Extract each line of the data and write it out again exactly.

── Information provided ──

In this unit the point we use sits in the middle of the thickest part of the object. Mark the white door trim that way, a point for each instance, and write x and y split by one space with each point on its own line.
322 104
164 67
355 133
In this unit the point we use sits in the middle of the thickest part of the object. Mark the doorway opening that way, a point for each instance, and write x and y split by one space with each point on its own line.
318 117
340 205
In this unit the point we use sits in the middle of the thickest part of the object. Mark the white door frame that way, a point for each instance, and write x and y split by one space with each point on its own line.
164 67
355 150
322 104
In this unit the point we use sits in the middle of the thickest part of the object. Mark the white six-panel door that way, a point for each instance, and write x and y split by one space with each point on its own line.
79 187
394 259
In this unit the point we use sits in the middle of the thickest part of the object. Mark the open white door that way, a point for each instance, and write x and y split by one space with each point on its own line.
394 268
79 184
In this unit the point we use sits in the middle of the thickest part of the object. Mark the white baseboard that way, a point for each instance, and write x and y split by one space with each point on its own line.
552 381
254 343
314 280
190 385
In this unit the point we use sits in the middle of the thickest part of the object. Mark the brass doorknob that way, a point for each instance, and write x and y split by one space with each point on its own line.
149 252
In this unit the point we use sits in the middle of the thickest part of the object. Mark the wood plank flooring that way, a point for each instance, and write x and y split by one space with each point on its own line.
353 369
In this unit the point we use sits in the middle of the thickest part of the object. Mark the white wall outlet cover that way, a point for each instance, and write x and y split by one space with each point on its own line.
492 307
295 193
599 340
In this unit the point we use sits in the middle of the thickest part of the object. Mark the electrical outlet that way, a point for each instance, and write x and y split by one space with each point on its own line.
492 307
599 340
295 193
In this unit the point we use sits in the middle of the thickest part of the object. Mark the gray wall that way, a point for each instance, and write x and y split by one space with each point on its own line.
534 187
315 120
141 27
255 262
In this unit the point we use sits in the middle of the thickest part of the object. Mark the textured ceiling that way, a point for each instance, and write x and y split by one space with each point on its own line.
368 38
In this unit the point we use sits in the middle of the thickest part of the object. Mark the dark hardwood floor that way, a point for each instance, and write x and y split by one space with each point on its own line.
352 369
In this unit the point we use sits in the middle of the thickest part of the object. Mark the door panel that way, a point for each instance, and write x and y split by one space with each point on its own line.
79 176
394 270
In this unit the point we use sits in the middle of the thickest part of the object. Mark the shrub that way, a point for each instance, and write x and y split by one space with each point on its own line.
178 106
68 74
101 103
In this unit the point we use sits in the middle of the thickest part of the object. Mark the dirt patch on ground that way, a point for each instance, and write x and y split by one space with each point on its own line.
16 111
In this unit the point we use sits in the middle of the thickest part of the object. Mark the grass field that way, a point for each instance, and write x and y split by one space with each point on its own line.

───

Reply:
In this unit the point we use sits in the middle of the thickest part of the object. Mark the white door trim that way, a point for each instance, and write x and y split by one space with each point on its own line.
322 104
164 67
355 133
In this unit the point we use sits in the middle of the thickest part of the object. Mark the doorway opening that way, a point for each instance, and write x and y split by one space with each point on its own line.
318 117
340 205
In this unit the point we use sits in the middle of the thickest part of the object. Mark the white door frame that way, a point for each instance, and write x and y split by one space with each point on its own line.
164 67
355 150
322 104
In this unit the point we use sits in the middle of the thickest part of the object. Mark the white six-panel door that way, a point for each instance, and write x and y split by one space with each point on its own line.
79 187
394 259
In this unit the point we use sits in the middle of the thickest part of the object. Mark the open white door that way, a point for each instance, and write x and y split by one space with each point on its own line.
394 268
79 184
In this unit the point we use sits in the middle of the thickest part of the object. Mark the white baseboard that way, a point for each instance, and write x and y split by one space with each point on its own line.
552 381
254 343
314 280
190 385
In this unit the point we use sits in the middle of the thickest part of the object. Mark the brass doorknob that way, a point for each instance, and write x and y split by one space with each point on its own line.
149 252
In this unit the point we use sits in the middle of the thickest part of the object. Mark the wood plank flooring that way, a point for each instance, and write x and y split by one space with each point on its own line.
353 369
In this unit the point we use sits in the middle of the thickest part of the object. Mark the white wall outlet cover that way, a point for each instance, and write x and y split by one space with each point on its own line.
492 307
295 193
599 340
In this unit the point we use sits in the middle of the thickest part of the object. Mark the electrical outlet that way, a point for each instance, and write x and y split by one space with each point on its own line.
492 307
599 340
295 193
In this unit the point we use sits in the middle of the thickest part of the object. Mark the gray wall that way, a point for each instance, and write x and y split by one space with each point on its own line.
534 187
315 120
141 27
255 262
In this unit the point we use sits in the middle of the thickest part of the object. Mark the textured ceiling that way, a point for each instance, and write x and y split by one space with each point on its own line.
368 38
In this unit the point we use sits in the middle of the thickest part of the object. Mark the dark hardwood floor that way, a point for each instance, and write x and y split by one space with each point on its own line.
352 369
In this unit the point we use sits in the middle of the thickest part of the object. Mark the door panel that way, a point for each instance, and write x and y split by one space with each point on its own line.
79 176
394 270
In this unit the point we use sits in the middle of the thickest part of the object. Mark the shrub that way, a point for each instance, and write x and y split by one space with each point on its own line.
178 106
68 74
101 103
In this unit the point we use sits in the middle of the thickest part of the object. Mark the dirt patch on ground that way, a point for each instance, and write x and y split by one space with each point on its own line.
16 111
In this unit the point we use sits in the middle of the thickest part of the object. Mark the grass field that way, a point for each instance, and write x and y split by one space with each point on its own line.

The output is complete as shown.